> [What this task involves]: Exactly the lines from the one containing "Phrase: swimming pool" through the final line of the listing are to be retyped, and nothing more.

-- START OF Entries shown --

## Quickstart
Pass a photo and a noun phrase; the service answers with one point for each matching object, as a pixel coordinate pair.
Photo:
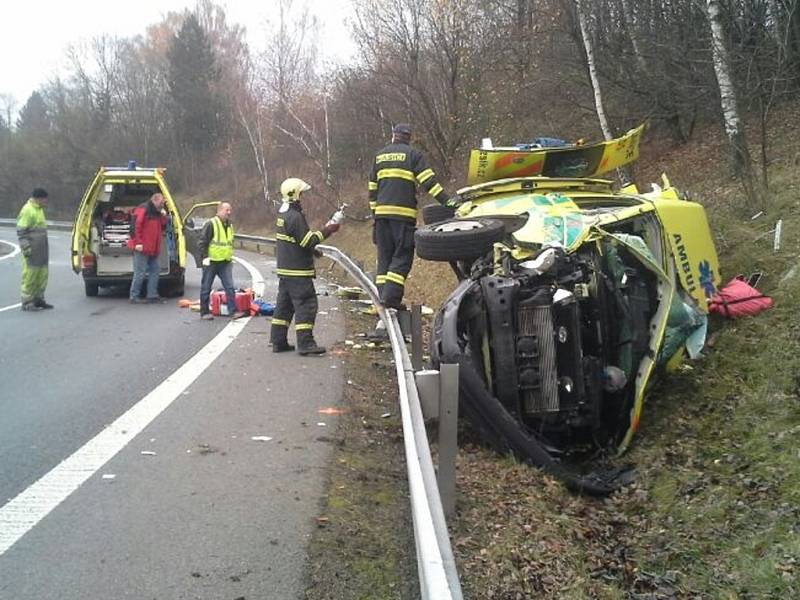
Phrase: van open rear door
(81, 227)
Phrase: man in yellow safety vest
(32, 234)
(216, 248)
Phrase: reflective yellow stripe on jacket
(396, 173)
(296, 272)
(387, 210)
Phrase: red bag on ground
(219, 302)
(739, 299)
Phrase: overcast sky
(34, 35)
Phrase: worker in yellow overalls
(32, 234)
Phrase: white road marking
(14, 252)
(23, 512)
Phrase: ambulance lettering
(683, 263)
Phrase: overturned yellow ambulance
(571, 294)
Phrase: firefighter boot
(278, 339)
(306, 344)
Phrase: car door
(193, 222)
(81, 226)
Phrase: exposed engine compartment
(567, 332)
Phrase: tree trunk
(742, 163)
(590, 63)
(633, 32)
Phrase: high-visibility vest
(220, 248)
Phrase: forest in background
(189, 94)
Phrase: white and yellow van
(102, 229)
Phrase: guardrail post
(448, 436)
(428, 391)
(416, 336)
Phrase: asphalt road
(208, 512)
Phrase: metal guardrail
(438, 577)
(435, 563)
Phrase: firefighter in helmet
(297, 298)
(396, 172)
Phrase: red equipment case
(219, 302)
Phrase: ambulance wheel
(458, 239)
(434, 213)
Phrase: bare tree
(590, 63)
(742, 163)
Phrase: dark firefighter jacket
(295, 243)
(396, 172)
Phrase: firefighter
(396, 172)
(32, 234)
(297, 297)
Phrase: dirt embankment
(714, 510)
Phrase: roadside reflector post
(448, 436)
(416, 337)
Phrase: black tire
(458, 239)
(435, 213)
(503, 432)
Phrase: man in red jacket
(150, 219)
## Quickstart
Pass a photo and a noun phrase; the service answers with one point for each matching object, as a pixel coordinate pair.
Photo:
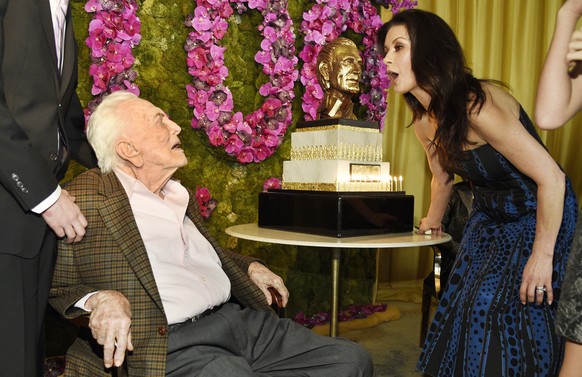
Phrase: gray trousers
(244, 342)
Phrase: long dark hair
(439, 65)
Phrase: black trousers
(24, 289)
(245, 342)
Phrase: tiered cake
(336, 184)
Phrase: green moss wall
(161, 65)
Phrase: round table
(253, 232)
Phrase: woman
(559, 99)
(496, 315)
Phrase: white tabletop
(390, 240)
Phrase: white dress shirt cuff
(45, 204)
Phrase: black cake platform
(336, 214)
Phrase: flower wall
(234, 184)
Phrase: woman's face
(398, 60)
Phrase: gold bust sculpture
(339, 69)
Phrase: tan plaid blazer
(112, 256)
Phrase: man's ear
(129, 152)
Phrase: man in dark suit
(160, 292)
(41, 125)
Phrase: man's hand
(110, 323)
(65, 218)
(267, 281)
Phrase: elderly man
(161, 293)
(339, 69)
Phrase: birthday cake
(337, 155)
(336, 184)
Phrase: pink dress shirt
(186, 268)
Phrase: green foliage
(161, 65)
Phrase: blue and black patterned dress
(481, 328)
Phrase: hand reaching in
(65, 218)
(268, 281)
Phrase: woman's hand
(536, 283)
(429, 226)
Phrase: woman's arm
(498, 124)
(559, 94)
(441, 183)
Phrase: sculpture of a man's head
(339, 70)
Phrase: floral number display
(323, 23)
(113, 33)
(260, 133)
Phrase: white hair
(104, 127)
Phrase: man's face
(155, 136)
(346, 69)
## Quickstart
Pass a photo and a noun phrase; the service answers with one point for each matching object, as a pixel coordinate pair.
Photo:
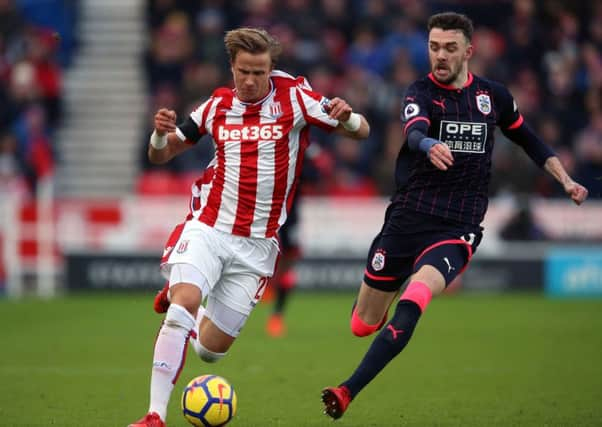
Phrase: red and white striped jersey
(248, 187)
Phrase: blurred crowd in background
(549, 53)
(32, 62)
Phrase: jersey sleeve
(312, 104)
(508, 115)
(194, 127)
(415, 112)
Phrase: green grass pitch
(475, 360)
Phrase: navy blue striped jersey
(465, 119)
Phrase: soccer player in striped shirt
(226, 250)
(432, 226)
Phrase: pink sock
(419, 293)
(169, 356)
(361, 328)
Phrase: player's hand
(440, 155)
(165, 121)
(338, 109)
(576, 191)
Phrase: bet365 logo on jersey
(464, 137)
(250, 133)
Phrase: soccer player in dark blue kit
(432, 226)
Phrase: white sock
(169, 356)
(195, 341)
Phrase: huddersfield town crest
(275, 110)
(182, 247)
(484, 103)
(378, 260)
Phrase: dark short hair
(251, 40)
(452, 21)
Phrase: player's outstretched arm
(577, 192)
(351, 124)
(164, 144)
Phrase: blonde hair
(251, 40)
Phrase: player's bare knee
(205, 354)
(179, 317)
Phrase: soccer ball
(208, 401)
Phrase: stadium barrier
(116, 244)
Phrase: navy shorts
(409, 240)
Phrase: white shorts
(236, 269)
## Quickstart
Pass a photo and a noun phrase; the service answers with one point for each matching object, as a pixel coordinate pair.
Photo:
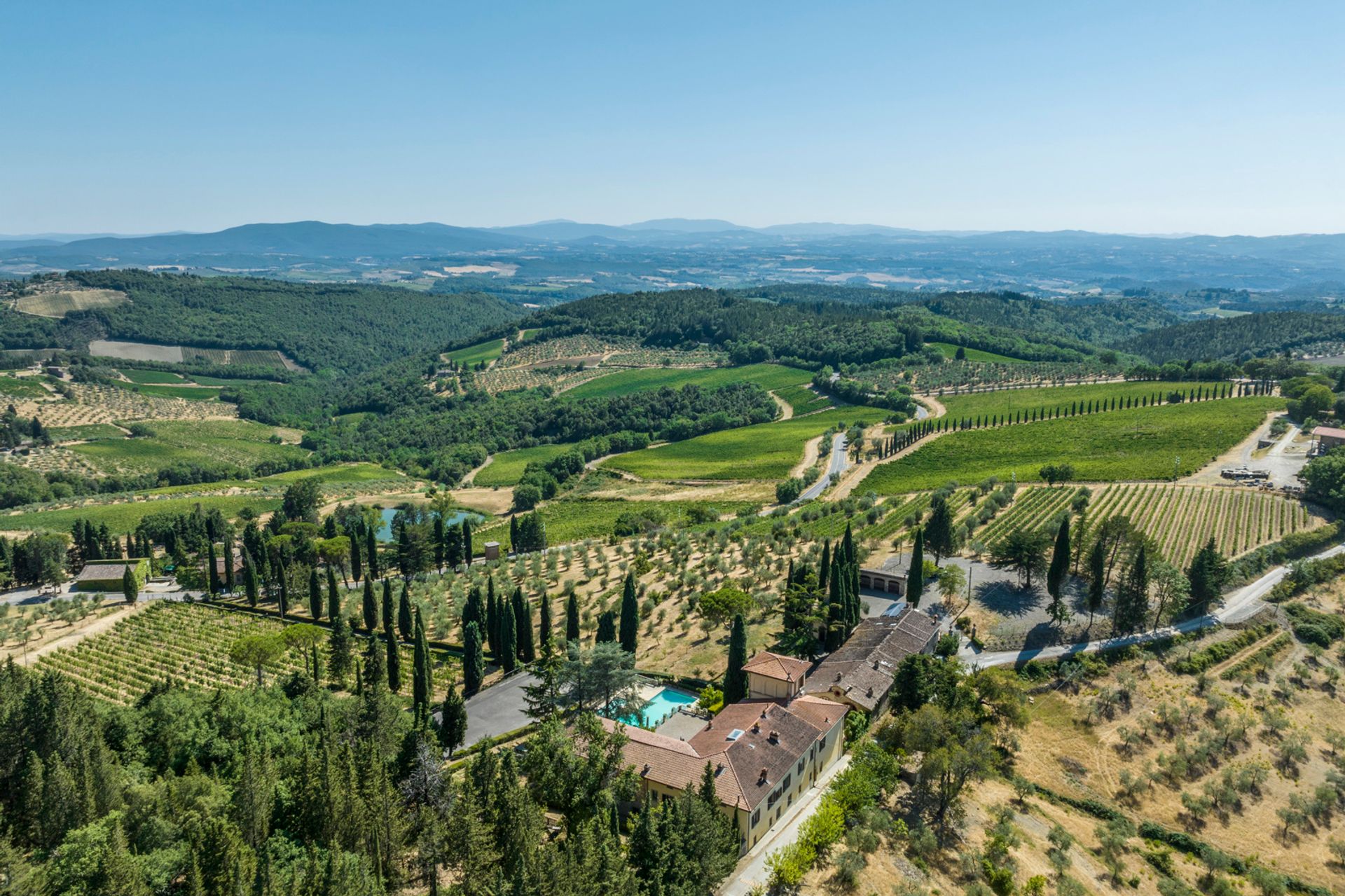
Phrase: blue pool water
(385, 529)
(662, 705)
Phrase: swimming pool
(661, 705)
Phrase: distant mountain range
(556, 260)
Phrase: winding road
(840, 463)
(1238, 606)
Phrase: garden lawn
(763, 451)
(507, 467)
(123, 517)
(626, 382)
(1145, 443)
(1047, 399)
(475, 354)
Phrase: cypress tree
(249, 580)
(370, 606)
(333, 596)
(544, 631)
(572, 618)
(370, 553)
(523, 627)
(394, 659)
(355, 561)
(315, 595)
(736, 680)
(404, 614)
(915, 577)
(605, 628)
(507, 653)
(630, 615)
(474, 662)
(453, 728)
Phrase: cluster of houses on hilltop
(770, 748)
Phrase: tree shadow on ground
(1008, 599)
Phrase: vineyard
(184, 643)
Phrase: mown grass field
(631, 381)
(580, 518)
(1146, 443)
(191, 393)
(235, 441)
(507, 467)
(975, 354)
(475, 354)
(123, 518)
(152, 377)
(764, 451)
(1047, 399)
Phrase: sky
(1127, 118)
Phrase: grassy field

-- END OF Entries shown --

> [Full solution]:
Phrase: swimming pool
(661, 705)
Phrase: distant mountain range
(556, 260)
Phrase: winding road
(840, 463)
(1238, 606)
Phrase: garden lawn
(763, 451)
(507, 467)
(123, 517)
(626, 382)
(1145, 443)
(1047, 399)
(475, 354)
Phrase: cypress tree
(249, 580)
(370, 606)
(333, 596)
(544, 631)
(572, 618)
(370, 553)
(523, 627)
(394, 659)
(355, 561)
(315, 595)
(736, 680)
(404, 614)
(915, 577)
(605, 628)
(507, 653)
(630, 615)
(474, 662)
(453, 728)
Phrase: cluster of houses on hilltop
(770, 748)
Phrase: tree shadow on ground
(1008, 599)
Phrase: vineyard
(184, 643)
Phrase: mown grass field
(631, 381)
(580, 518)
(1146, 443)
(191, 393)
(235, 441)
(507, 467)
(975, 354)
(475, 354)
(123, 518)
(152, 377)
(764, 451)
(1047, 399)
Phrase: sky
(1127, 118)
Phrase: grassy field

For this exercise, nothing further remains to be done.